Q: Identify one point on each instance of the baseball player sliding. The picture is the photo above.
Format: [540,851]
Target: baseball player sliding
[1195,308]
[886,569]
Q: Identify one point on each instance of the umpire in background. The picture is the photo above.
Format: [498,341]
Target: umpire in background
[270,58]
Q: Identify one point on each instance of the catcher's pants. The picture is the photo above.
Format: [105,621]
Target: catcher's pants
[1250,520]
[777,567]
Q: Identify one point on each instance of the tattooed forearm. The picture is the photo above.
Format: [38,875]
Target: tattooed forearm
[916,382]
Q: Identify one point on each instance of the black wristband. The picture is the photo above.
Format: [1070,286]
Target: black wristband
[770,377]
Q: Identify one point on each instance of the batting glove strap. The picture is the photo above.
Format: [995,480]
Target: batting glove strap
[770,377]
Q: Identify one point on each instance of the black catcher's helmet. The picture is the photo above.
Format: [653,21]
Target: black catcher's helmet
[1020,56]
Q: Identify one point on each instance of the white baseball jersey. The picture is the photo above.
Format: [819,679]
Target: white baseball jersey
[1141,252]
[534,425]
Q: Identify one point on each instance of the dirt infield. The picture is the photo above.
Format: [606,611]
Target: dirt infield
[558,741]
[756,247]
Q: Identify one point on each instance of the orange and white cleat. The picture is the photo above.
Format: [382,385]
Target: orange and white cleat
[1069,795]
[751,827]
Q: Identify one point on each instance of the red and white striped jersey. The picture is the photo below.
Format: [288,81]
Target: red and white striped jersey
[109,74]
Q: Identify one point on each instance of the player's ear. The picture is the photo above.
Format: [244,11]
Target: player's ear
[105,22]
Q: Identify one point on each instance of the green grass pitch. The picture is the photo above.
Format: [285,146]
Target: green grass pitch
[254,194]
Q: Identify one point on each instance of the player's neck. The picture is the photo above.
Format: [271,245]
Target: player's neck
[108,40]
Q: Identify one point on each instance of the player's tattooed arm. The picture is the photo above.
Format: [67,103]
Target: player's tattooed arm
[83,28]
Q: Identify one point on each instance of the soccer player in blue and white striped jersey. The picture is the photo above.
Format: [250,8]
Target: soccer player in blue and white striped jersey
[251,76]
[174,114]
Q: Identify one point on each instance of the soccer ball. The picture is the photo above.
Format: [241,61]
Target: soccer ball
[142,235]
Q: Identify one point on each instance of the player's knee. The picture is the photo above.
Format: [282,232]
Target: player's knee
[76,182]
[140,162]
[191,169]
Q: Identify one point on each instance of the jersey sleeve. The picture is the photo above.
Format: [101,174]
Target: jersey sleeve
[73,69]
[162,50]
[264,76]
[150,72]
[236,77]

************

_Stated exercise_.
Reproduce all of the rows above, keeping every character unchanged.

_Result of the exercise_.
Q: Identify one point on each instance of the baseball player sliding. The picture is the photo above.
Format: [540,851]
Target: baseball player sliding
[1195,308]
[886,569]
Q: Identify one point on each instance of the umpire in background. The picture is the photo above.
Format: [498,341]
Target: umpire in background
[270,58]
Q: Identify one point on each instance of the catcher's pants. The picture is the photo above.
Format: [105,621]
Target: catcher's pants
[1250,520]
[777,567]
Q: Identify one point on each instance of the tattooed forearm. The picture is the photo above.
Format: [38,875]
Target: tattooed forearm
[916,382]
Q: Identify one point on each instance of the black wristband. The picture is the photo above.
Format: [1070,286]
Target: black wristband
[770,377]
Q: Identify one point on each instance of the batting glove strap. The picture is the photo above.
Format: [995,480]
Target: batting glove strap
[770,377]
Q: Identify one point on each instance of the black catcher's helmet. The picture is the photo above.
Format: [653,21]
Target: black catcher's helmet
[1020,56]
Q: Identify one point on each instance of the white baseball jersey. The picture is the photo above.
Format: [819,679]
Target: white baseball jersey
[1141,252]
[534,425]
Q: Identify one point on each instance of the dirt infield. The picture is the photo above.
Format: [606,611]
Target: dirt infield
[558,741]
[756,247]
Q: Identify one point on each instance of the orange and white cleat. The picture is the photo above.
Format: [382,385]
Target: orange and white cleat
[1069,795]
[751,827]
Q: Identify one point on each instance of the red and white striped jersey. The picture is the photo below.
Format: [288,81]
Target: red and white striped jersey
[109,74]
Q: Identify one point on each instance of the player's ear. The picture is the photo above.
Format: [244,11]
Target: player's ear
[105,22]
Q: Identify one point on each instance of the green grass pitch. The picture is the photo above.
Format: [285,146]
Target: green grass pitch
[254,194]
Q: Identify one point on each instance of the player's neck. The picture is the photo above.
Format: [271,245]
Target: player's neck
[108,40]
Q: Identify one point on each instance of the player's tattooed arm. The picture is the photo above.
Format: [67,103]
Target: player's tattooed arm
[83,28]
Q: Identify one point on each instance of the soccer player in blue and white striped jersey. The picture is the photo above.
Format: [250,8]
Target: soccer player in blue and white striped jersey
[251,76]
[174,114]
Q: Identify one point on each instance of the soccer ball. The picture is the photo above.
Format: [241,61]
Target: soccer ball
[142,235]
Q: Identify one point on each instance of the player's knee. The picture is the photo above.
Format: [282,232]
Target: player's knee
[76,182]
[140,162]
[191,169]
Q: Identify one point on each instance of the jersey sleeve. The picture is the photo above.
Format: [101,174]
Target: jersey sleeve
[73,69]
[162,50]
[264,76]
[150,72]
[236,77]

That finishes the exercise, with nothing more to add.